▸ What is needed: Copy each of the entries below word for word, leaving every line, number and symbol unchanged.

= = = = =

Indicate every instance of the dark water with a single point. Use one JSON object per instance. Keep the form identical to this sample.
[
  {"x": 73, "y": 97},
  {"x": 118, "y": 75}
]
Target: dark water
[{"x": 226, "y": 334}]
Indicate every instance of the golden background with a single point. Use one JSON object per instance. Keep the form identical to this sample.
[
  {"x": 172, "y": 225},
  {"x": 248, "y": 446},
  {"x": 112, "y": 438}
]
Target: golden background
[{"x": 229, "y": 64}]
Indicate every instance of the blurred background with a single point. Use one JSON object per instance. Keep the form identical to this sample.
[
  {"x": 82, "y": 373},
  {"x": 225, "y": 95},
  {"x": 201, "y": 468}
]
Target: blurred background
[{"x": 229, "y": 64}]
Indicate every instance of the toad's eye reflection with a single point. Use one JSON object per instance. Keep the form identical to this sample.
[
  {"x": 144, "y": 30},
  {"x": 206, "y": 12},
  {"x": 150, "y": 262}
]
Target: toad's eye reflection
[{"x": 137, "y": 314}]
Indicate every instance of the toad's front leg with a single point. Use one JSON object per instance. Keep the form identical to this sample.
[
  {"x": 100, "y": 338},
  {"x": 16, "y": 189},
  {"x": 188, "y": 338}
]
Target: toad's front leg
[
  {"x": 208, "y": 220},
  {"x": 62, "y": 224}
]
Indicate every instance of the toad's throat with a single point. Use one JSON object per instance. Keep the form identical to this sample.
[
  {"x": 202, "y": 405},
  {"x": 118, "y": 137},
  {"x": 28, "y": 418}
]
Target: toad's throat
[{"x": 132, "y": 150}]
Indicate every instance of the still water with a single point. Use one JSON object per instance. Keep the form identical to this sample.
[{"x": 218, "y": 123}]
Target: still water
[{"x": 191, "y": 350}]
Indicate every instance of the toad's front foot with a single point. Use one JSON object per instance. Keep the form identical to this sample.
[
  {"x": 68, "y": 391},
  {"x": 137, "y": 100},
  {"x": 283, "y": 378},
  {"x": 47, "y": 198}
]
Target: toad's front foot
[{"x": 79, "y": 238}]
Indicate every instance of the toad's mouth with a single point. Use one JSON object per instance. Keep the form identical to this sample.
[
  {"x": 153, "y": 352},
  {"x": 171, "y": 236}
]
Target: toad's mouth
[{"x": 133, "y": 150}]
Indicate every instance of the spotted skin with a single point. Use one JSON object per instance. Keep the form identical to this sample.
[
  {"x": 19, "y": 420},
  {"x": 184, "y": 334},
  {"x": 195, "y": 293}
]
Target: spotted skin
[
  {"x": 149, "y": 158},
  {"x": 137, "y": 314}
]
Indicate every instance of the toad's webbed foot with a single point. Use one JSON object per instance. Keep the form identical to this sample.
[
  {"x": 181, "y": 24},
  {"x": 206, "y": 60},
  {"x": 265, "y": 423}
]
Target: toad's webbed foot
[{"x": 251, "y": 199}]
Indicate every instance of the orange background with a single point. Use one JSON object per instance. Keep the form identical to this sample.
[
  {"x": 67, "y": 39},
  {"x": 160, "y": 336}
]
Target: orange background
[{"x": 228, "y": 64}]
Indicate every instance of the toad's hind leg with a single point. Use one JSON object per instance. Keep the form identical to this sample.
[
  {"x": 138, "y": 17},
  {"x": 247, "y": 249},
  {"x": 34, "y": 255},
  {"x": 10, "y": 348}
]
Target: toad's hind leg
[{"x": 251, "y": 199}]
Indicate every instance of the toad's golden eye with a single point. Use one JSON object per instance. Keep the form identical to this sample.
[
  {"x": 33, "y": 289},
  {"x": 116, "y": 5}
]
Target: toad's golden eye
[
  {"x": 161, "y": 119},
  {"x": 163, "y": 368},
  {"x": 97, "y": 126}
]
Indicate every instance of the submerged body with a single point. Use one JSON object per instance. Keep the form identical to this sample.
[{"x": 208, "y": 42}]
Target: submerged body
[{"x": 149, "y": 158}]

= = = = =

▸ Written answer:
Indicate every instance of the dark water with a single point. Use one JSON object per instance. Keep the form identical to this sample.
[
  {"x": 73, "y": 97},
  {"x": 118, "y": 75}
]
Target: dark water
[{"x": 226, "y": 334}]
Indicate every instance of the golden background with a single point. Use one JSON object per instance. Keep the form identical to this sample.
[
  {"x": 172, "y": 225},
  {"x": 248, "y": 446},
  {"x": 112, "y": 438}
]
Target: golden background
[{"x": 229, "y": 64}]
Indicate every instance of the blurred background with a single point. Use one JSON object per instance. Keep the form identical to this sample.
[
  {"x": 82, "y": 373},
  {"x": 225, "y": 95},
  {"x": 201, "y": 468}
]
Target: blurred background
[{"x": 229, "y": 64}]
Indicate every instance of the toad's eye reflection with a single point. Use one JSON object per instance. Keep the form identical to this sample.
[
  {"x": 144, "y": 30},
  {"x": 206, "y": 12},
  {"x": 150, "y": 262}
]
Target: toad's eye reflection
[{"x": 137, "y": 314}]
Indicate every instance of the toad's front leg with a single point. Use one JSON object per instance. Keep the form identical to this sample.
[
  {"x": 100, "y": 338},
  {"x": 16, "y": 189},
  {"x": 188, "y": 338}
]
Target: toad's front leg
[
  {"x": 208, "y": 220},
  {"x": 62, "y": 224}
]
Indicate every instance of the toad's throat with a single point. Use one JSON object per instance. Keep the form identical to this sample.
[
  {"x": 202, "y": 405},
  {"x": 118, "y": 137},
  {"x": 28, "y": 418}
]
Target: toad's throat
[{"x": 132, "y": 150}]
Indicate every instance of the still water with a single point. Use one JSON object per instance. Keep the form identical to this sample.
[{"x": 218, "y": 123}]
Target: still water
[{"x": 191, "y": 350}]
Indicate every instance of the toad's front foot with a single point. Use one JSON object per instance. Keep the form identical to this sample.
[
  {"x": 68, "y": 391},
  {"x": 137, "y": 100},
  {"x": 283, "y": 378},
  {"x": 47, "y": 198}
]
Target: toad's front foot
[{"x": 79, "y": 238}]
Indicate every instance of the toad's mouth with a single point. Use one JSON object per instance. Keep the form identical to this sample.
[
  {"x": 153, "y": 352},
  {"x": 171, "y": 236}
]
Target: toad's mouth
[{"x": 133, "y": 150}]
Indicate every instance of the spotted skin with a single point. Use one JSON object per instance. Keep the form identical to this sample.
[
  {"x": 19, "y": 420},
  {"x": 184, "y": 334},
  {"x": 195, "y": 293}
]
Target: spotted skin
[
  {"x": 149, "y": 158},
  {"x": 137, "y": 314}
]
Indicate every instance of the toad's webbed foot with a single point. Use one JSON object per instance. Keep the form identical to this sample.
[
  {"x": 181, "y": 24},
  {"x": 206, "y": 60},
  {"x": 265, "y": 423}
]
Target: toad's webbed foot
[{"x": 251, "y": 199}]
Indicate every instance of the orange background with a single point. Use one JSON object per instance. Keep the form identical to this sample.
[
  {"x": 67, "y": 39},
  {"x": 160, "y": 336}
]
Target: orange background
[{"x": 228, "y": 64}]
Indicate every instance of the toad's hind leg with a single point. Use one JSON object per instance. Keep the form identical to this sample.
[
  {"x": 138, "y": 17},
  {"x": 247, "y": 249},
  {"x": 34, "y": 255},
  {"x": 10, "y": 348}
]
Target: toad's hind leg
[{"x": 251, "y": 199}]
Indicate every instance of the toad's golden eye with a single point. Use one JSON object per instance. Keep the form identical to this sample.
[
  {"x": 33, "y": 289},
  {"x": 116, "y": 5}
]
Target: toad's golden eye
[
  {"x": 161, "y": 119},
  {"x": 163, "y": 368},
  {"x": 97, "y": 126}
]
Indicate every instance of the submerged body with a single point. Use one JSON object per instance. Keep the form identical to this sample.
[{"x": 208, "y": 42}]
Target: submerged body
[{"x": 149, "y": 158}]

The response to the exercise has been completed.